## EXERCISE AIM
Every record must be output verbatim in the reply.

Start of RECORDS FOR THE TASK

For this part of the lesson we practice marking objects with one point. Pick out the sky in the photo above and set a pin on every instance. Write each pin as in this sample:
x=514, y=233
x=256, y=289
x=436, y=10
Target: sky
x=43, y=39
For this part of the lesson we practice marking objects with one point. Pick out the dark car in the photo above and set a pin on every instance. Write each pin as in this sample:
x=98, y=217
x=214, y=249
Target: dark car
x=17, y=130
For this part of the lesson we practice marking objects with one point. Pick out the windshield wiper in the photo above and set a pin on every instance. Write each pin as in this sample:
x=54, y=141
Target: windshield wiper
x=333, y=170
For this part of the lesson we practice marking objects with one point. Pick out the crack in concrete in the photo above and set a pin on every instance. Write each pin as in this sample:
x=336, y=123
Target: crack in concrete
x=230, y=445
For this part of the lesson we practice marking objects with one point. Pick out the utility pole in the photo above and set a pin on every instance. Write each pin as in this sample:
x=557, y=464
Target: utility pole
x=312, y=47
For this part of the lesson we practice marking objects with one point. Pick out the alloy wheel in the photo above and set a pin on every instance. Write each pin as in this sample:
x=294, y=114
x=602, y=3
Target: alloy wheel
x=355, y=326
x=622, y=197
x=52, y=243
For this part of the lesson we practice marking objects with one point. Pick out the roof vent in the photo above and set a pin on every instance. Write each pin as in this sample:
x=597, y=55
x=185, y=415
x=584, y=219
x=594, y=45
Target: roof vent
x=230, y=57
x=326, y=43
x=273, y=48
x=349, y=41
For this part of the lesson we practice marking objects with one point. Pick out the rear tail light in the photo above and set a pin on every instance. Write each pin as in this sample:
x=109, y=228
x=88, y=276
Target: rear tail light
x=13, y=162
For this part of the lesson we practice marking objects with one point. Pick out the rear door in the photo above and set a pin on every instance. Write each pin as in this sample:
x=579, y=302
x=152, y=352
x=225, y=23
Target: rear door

End of RECORDS FOR THE TASK

## OUTPUT OF THE EXERCISE
For this part of the lesson we practice marking objects with one point. Pick out the sky in the photo above and set a pin on every instance. Write each pin as in this sample:
x=514, y=233
x=256, y=289
x=436, y=10
Target: sky
x=43, y=39
For this part of the lesson we practice marking objects with one point. Pick out the dark car in the photo above and set a pin on every instance. Write each pin as in this sample:
x=98, y=217
x=214, y=249
Target: dark car
x=17, y=130
For this part of the lesson we practice marking objects with one point. Pick out the windshield wiper in the photo above and set a pin on every instance. Write each pin as in this sample:
x=54, y=141
Target: windshield wiper
x=333, y=170
For this part of the lesson we practice marking objects with one point. Pick out the crack in concrete in the photo above and set a pin on every instance. Write each pin as in this sample:
x=336, y=123
Target: crack in concrete
x=230, y=445
For this part of the lesson we practice marking objects with one point. Pick out the utility pole in the photo above and set a pin on every instance. Write each pin as in this sample:
x=557, y=464
Target: utility pole
x=312, y=47
For this part of the lesson we practice marking objects with one point. Pick out the alloy wheel in the photo above and set a pin on every instance. Write each pin as in this sample:
x=294, y=114
x=602, y=3
Target: alloy wheel
x=355, y=326
x=622, y=197
x=52, y=243
For this part of the lesson we practice marking objects with one point. Pick out the roof vent in the photo above and set a pin on every instance. Write each pin as in this sample:
x=597, y=55
x=185, y=415
x=584, y=219
x=594, y=45
Target: roof vent
x=230, y=57
x=326, y=43
x=273, y=48
x=349, y=41
For this part of the lesson we practice marking objects with one point. Pick out the rear tail light in the photo above and set a pin on every instance. Write each pin as in this sample:
x=109, y=228
x=88, y=276
Target: rear tail light
x=13, y=162
For this part of the lesson we practice marking objects with one point. Pick out the rear door in the photo above and set a pin on every instance. Write each pin as in this sample:
x=579, y=302
x=152, y=352
x=225, y=23
Target: rear door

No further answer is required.